> TEXT TO READ:
━━━━

This is an emotional time of year for me. The gloominess of winter, perpetual sickness (thanks to my little walking preschool petri dish), and another round of “Happy Birthday to Keith” have made me a curmudgeon. Aside from my babies, Bob Dylan and classic country music, little lifts my spirits. When I read Brennan McMahon’s post on the State Collaboration on Reforming Education website, however, I almost didn’t recognize what I was feeling. It was happiness!
The post, titled "Communicating the Data Message: Teacher Effectiveness," offers a great primer on the basics of how policymakers may more adeptly discuss teacher effectiveness data. One line in the piece encapsulated something I shout from my soapbox every chance I get: “Effective communication helps prevent mistrust and confusion, allows leaders to be proactive and own the conversation, and provides stakeholders with a common language with which to discuss sometimes tricky issues.”
See you latte(r)
Before moving forward, let me be clear: You would be hard-pressed to find a person who enjoys a nice, clean spreadsheet more than I do. I’ve never met a piece of statistical analysis software I didn’t like, and given the choice between having coffee with three or four of my closest friends and running a database query, the database query will win almost every time. But as much as I love digging into data, I always begin with a series of questions about communication. Who is the audience for this analysis? How will these results be communicated to students? Teachers? Parents? Administrators? Legislators? My list goes on and on. No matter how much I love the actual data, I know that without the conversation, it is almost worthless. On day one of data-geek school, you learn that instruments and data from instruments (i.e., assessments, tests, quizzes, etc.) need to provide consistent results over time (reliability), measure what they are supposed to measure and/or provide an acceptably accurate reflection of what it is you want to measure (validity). Let’s say I have an education test that completely fulfills these criteria. Without some kind of feedback loop, what’s the point?
Let’s give ‘em somethin’ to talk about
Mrs. McMahon, a state policy associate at the Data Quality Campaign, goes on to list five “advocacy points” described to provide policymakers or anyone who needs to have an education data conversation with a strong foundation for talking about teacher effectiveness. I like that the blog is about teacher effectiveness because it serves as a great bridge for understanding the necessity for clear communication of ANY kind of education data. What is more highly charged or complicated than teacher effectiveness? If you master the art of talking about teacher effectiveness in a conversation that doesn’t end up being sponsored by Dana White, you can likely talk about any kind of education data.
If you go to Tennessee’s profile on the Data Quality Campaign website, you will see that we are not quite ready for a complete and comprehensive conversation, though we are on the cusp. We still have some data challenges related to timely access to data and the “… capacity of all stakeholders to use longitudinal data for effective decision-making.” Following McMahon’s tips would certainly help us eventually overcome our education data weaknesses.

━━━━

> RECORDS PROVIDED:

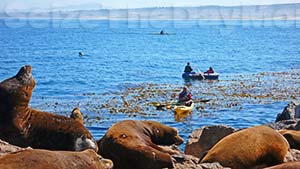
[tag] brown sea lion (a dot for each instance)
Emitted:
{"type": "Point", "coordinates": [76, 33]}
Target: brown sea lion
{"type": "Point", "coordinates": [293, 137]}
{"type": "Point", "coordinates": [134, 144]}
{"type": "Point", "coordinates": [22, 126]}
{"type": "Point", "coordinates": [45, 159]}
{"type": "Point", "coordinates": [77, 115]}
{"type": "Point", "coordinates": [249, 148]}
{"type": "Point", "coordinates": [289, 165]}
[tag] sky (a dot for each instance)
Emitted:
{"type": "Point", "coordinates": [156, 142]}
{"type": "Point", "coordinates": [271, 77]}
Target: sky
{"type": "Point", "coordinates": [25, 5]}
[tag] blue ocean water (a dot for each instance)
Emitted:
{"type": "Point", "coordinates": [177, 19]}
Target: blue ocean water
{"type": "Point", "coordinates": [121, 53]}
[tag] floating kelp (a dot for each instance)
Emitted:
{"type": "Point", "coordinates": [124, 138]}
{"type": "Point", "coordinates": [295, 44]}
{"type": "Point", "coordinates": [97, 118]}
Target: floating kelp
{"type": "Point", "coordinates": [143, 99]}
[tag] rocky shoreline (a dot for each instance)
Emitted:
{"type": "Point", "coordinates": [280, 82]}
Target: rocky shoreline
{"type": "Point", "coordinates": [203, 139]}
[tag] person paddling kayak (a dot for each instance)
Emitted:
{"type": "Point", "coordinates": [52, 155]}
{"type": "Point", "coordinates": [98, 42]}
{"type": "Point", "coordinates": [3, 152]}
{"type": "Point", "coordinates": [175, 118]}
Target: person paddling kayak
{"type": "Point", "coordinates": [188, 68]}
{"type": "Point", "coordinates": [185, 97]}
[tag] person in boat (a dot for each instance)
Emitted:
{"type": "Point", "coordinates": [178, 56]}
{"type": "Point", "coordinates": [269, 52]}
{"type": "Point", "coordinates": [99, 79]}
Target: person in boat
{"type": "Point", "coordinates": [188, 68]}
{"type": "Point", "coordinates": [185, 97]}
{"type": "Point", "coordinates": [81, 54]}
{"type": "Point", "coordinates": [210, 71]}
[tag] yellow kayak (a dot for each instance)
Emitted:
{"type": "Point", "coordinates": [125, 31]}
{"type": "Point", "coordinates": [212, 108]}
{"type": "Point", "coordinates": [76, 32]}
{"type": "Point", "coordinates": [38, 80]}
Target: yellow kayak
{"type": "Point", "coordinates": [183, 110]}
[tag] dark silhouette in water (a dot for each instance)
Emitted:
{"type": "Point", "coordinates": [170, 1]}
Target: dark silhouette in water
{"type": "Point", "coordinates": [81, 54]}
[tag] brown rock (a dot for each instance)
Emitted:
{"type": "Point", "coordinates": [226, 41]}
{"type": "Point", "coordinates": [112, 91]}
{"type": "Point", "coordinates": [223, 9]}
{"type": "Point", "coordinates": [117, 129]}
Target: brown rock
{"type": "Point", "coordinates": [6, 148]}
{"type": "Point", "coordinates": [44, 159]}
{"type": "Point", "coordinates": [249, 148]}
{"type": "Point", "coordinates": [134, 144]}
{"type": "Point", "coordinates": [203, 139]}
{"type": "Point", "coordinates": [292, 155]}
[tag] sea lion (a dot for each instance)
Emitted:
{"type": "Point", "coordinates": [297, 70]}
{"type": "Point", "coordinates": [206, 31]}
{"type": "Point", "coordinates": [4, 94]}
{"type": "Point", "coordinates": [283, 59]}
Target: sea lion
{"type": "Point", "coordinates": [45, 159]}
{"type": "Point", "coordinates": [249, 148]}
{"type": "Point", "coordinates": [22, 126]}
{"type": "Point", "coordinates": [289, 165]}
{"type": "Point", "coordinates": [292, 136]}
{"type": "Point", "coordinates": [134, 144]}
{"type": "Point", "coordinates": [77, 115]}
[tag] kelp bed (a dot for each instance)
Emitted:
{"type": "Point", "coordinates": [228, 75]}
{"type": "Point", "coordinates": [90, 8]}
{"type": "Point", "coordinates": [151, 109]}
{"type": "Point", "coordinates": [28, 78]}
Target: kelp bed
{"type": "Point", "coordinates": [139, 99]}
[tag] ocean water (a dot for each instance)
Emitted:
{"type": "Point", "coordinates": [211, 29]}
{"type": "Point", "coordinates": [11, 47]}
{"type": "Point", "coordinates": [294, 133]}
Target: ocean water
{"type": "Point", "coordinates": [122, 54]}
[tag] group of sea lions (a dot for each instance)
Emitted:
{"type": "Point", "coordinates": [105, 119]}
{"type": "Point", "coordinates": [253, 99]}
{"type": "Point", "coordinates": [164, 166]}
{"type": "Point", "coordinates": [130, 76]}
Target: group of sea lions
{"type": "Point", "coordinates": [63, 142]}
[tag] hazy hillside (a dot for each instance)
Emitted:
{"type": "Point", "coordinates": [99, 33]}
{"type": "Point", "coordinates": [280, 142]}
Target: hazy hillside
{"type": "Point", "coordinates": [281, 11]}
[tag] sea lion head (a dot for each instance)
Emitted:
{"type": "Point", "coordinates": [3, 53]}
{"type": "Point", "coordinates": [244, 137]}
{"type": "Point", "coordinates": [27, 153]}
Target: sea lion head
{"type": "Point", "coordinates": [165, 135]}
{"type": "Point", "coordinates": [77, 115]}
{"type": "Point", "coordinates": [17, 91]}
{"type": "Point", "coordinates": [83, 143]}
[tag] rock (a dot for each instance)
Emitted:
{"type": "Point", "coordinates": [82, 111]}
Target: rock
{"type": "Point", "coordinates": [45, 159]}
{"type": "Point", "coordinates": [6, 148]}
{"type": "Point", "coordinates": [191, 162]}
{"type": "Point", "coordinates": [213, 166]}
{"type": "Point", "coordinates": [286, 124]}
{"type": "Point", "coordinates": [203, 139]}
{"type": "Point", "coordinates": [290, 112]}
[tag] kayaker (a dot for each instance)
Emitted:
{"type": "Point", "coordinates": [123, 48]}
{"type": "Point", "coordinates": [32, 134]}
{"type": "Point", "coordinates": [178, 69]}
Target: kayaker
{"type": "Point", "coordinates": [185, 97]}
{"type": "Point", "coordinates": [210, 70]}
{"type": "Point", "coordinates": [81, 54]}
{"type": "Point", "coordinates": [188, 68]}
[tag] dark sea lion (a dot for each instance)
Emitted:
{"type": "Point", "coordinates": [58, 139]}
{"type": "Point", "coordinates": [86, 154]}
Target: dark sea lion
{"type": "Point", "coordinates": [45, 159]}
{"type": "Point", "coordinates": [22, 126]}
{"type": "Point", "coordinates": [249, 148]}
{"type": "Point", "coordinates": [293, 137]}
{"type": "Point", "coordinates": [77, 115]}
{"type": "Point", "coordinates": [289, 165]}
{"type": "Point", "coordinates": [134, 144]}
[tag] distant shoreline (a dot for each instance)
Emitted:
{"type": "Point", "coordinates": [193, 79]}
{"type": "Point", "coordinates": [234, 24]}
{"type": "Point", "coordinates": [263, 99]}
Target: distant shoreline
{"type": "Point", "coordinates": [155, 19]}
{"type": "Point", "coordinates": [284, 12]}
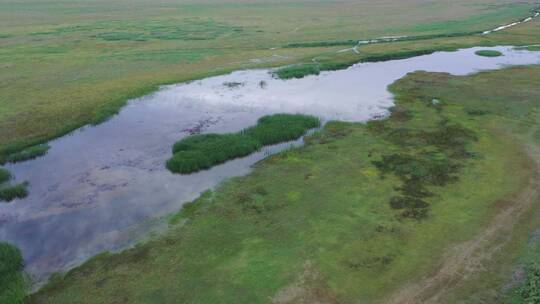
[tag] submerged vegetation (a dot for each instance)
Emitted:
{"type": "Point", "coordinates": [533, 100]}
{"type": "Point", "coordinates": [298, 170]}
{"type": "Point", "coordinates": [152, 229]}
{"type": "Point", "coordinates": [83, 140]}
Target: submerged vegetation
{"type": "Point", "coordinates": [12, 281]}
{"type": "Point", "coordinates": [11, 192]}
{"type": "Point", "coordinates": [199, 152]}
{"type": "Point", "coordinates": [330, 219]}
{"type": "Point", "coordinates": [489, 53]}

━━━━

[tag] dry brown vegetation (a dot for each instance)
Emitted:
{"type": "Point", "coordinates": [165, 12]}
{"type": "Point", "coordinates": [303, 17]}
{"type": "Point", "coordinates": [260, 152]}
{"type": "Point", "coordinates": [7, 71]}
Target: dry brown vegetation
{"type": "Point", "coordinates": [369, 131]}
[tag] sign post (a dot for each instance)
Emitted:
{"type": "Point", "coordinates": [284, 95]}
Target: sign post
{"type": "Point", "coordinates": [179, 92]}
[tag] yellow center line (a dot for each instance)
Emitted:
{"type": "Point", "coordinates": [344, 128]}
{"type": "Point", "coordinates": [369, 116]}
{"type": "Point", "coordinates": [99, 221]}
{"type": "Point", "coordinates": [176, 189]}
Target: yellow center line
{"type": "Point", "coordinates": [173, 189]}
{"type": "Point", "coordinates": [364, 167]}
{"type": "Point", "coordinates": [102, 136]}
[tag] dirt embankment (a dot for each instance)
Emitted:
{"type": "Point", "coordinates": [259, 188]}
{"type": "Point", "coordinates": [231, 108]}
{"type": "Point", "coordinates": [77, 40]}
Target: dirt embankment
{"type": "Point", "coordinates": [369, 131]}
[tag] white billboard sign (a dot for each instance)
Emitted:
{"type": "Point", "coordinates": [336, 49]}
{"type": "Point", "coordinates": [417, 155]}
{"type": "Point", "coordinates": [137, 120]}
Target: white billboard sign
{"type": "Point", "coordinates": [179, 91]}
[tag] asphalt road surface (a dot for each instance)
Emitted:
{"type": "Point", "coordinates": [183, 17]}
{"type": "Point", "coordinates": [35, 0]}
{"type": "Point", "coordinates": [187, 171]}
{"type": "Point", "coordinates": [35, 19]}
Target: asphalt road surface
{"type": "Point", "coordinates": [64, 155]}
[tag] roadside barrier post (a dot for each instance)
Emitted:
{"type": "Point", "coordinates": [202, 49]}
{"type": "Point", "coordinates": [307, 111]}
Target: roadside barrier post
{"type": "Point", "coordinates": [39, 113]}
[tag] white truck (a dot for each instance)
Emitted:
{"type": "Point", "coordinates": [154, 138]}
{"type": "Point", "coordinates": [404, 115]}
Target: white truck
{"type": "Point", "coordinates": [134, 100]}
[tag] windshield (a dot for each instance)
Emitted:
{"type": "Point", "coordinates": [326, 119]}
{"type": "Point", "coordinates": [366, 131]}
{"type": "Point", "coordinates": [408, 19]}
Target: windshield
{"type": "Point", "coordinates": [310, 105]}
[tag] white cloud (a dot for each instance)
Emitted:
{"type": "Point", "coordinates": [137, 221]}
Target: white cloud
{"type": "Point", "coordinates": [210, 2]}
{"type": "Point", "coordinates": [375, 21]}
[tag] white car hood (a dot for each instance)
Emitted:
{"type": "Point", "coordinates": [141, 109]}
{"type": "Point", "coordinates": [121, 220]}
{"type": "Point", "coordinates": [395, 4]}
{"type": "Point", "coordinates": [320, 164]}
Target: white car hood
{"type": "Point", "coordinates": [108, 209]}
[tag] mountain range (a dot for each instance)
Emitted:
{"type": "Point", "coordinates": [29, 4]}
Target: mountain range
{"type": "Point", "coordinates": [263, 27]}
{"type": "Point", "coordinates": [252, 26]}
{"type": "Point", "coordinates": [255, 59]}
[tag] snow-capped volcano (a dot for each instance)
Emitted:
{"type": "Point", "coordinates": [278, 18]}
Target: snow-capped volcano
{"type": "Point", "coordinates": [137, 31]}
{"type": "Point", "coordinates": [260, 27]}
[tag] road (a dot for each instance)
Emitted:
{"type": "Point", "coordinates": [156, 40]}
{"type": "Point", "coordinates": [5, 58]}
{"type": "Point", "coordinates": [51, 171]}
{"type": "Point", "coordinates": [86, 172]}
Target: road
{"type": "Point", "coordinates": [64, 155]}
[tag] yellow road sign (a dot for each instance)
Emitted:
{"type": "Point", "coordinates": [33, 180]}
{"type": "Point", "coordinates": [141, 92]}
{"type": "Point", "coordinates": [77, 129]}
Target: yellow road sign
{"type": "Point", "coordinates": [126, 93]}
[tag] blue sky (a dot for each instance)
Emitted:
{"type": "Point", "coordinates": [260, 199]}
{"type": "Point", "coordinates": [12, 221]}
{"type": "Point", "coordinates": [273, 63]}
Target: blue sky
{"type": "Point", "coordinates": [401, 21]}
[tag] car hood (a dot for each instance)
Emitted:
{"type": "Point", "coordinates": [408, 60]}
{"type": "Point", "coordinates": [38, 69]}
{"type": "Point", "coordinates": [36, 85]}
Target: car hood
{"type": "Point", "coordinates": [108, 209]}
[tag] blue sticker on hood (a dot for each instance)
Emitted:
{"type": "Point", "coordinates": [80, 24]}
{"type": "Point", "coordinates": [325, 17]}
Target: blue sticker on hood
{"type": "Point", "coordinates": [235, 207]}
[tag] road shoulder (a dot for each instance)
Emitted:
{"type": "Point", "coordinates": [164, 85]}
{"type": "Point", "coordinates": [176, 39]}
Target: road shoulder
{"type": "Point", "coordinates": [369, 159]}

━━━━

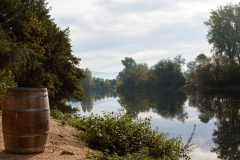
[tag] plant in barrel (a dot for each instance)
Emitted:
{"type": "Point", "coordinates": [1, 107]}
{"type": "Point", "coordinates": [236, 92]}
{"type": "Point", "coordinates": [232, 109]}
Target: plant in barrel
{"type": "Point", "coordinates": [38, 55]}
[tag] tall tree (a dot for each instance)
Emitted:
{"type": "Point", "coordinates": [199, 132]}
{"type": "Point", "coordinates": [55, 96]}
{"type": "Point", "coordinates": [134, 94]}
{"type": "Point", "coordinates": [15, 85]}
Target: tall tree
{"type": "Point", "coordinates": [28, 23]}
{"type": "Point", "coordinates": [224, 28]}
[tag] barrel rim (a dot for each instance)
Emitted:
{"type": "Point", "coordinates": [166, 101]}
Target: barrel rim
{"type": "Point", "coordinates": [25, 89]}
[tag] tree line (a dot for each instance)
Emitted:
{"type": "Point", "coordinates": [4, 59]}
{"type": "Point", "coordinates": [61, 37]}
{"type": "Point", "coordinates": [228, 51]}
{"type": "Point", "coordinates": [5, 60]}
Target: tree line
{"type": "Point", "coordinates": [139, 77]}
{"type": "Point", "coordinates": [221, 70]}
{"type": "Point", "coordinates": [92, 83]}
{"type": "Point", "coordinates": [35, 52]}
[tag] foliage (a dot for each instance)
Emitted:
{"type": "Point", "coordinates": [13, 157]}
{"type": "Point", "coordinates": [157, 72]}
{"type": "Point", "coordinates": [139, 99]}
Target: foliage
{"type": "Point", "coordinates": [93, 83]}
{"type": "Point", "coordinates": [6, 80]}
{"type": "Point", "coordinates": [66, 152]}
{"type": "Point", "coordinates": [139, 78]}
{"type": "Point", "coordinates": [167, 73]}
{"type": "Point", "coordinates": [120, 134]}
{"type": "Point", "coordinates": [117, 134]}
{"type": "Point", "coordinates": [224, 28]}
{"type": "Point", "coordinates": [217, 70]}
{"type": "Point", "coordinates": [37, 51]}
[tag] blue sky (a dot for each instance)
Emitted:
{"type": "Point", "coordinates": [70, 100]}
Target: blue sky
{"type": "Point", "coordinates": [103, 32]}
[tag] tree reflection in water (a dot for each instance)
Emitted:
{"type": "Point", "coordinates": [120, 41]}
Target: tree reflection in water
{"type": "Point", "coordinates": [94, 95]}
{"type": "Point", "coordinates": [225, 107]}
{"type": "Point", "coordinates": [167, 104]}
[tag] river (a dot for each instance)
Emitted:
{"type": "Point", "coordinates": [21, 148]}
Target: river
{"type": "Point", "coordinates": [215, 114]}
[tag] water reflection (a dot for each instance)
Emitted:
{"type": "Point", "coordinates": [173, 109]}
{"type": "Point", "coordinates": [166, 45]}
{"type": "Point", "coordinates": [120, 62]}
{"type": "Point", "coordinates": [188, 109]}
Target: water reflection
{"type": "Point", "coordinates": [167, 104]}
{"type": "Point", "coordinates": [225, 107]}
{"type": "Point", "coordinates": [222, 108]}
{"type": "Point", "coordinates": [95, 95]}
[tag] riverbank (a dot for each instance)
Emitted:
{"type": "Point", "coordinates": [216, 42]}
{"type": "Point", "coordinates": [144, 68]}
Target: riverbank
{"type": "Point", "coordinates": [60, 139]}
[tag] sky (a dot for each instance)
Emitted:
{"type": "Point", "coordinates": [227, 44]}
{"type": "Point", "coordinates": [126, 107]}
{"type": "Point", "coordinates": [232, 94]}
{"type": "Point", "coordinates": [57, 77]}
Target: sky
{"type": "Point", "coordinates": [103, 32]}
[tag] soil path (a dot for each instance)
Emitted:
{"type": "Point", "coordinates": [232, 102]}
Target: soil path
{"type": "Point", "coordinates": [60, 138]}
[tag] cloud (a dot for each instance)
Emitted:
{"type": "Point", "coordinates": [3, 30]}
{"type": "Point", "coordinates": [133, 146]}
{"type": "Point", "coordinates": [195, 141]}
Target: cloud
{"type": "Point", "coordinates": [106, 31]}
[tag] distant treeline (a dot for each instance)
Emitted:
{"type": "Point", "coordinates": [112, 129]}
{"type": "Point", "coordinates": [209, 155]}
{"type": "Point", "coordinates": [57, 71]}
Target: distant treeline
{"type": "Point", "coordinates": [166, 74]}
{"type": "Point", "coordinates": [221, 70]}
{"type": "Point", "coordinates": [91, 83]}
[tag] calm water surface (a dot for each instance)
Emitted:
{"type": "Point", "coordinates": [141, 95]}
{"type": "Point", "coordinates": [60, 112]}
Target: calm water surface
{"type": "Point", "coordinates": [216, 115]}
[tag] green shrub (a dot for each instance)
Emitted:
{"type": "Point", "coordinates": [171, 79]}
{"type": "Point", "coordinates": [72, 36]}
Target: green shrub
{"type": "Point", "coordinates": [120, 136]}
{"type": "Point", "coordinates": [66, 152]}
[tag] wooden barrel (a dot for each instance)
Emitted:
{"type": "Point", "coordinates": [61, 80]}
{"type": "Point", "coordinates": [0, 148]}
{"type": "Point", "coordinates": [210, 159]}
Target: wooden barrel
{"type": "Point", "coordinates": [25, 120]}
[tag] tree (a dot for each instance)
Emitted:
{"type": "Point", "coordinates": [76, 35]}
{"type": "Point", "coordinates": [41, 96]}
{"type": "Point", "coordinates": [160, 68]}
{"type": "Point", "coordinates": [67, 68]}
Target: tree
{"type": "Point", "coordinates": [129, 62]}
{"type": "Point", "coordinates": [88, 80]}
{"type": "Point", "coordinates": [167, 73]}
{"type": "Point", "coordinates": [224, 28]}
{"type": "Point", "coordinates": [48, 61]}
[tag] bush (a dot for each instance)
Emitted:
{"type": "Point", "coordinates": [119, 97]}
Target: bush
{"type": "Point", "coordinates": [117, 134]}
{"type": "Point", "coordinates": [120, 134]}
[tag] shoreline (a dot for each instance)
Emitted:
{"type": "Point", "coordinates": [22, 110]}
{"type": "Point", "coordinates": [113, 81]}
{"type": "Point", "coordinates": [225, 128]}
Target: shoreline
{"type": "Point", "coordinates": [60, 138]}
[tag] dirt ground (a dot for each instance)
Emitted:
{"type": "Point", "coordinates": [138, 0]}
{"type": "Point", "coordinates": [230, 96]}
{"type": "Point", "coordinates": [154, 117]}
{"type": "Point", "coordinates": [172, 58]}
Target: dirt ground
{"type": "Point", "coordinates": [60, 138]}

━━━━

> WHAT TO WORK ON:
[a] Output the passage of the blog post about education data starting with "The post, titled" and going on through "See you latte(r)".
[b] Decide whether each statement agrees with the blog post about education data, answering yes or no and quoting the words of the post that settle it: (i) Brennan McMahon works as a state policy associate at the Data Quality Campaign. (ii) Given the choice, the writer would almost always pick coffee with close friends over running a database query. (iii) McMahon lists five advocacy points.
[c] Resume the blog post about education data after its final sentence and keep writing in the same voice.
The listing has no connection to the blog post about education data.

> RESPONSES PER TASK:
[a]
The post, titled "Communicating the Data Message: Teacher Effectiveness," offers a great primer on the basics of how policymakers may more adeptly discuss teacher effectiveness data. One line in the piece encapsulated something I shout from my soapbox every chance I get: “Effective communication helps prevent mistrust and confusion, allows leaders to be proactive and own the conversation, and provides stakeholders with a common language with which to discuss sometimes tricky issues.”
See you latte(r)

[b]
(i) Yes: "Mrs. McMahon, a state policy associate at the Data Quality Campaign"
(ii) No: "the database query will win almost every time"
(iii) Yes: "goes on to list five “advocacy points”"

[c]
Data has to be available in a timely way for essential feedback and planning loops like those alluded to in the post to happen. Imagine if your doctor had to wait two years for your lab results. In some teacher residency programs, that is about how much time elapses before teacher performance information is available. In those situations, educators and administrators are in the dark for 24 months or more before they even get a quantitative performance clue. Similarly, think about how important a final or eventual outcome is to the education process. For example, it is great if a middle school student does well on a mathematics performance measure, but an “advanced” categorization on a middle school assessment is not that important if it is not linked with high school performance, and then college, and then the workforce, etc. Without a longitudinal and “line of sight” approach, we are missing out on the courageous and informed conversations that can make a real difference.
I am a fan of every tip the author listed, but my favorite of the five is this: “Data on teacher performance are about more than test scores. Linking teachers and students is about more than just [a] test score. Those links also include contextual data about teachers and students, such as preparation, professional development, past performance, student outcome measures and inputs like demographics.”
This idea is applicable to all types of education data (or any kind of data derived from people). Understanding and acknowledging the context(s) in which people live, learn and work is essential to communicating teacher effectiveness or any other kind of result. Obviously, another reason why I like this tip is because it speaks to the individualized nature of data. Because most of the modern world prefers a bullet point over a paragraph and an icon over a bullet point, important contextual details stemming from individual differences often get lost. It is a humorous cliché among data folk that the answer to most education data questions is, “It depends.” Despite the phrase’s cliché status, it is true. It really does depend, and the things it depends on are often in the contextual details. Links between data must be present and part of an informed discussion.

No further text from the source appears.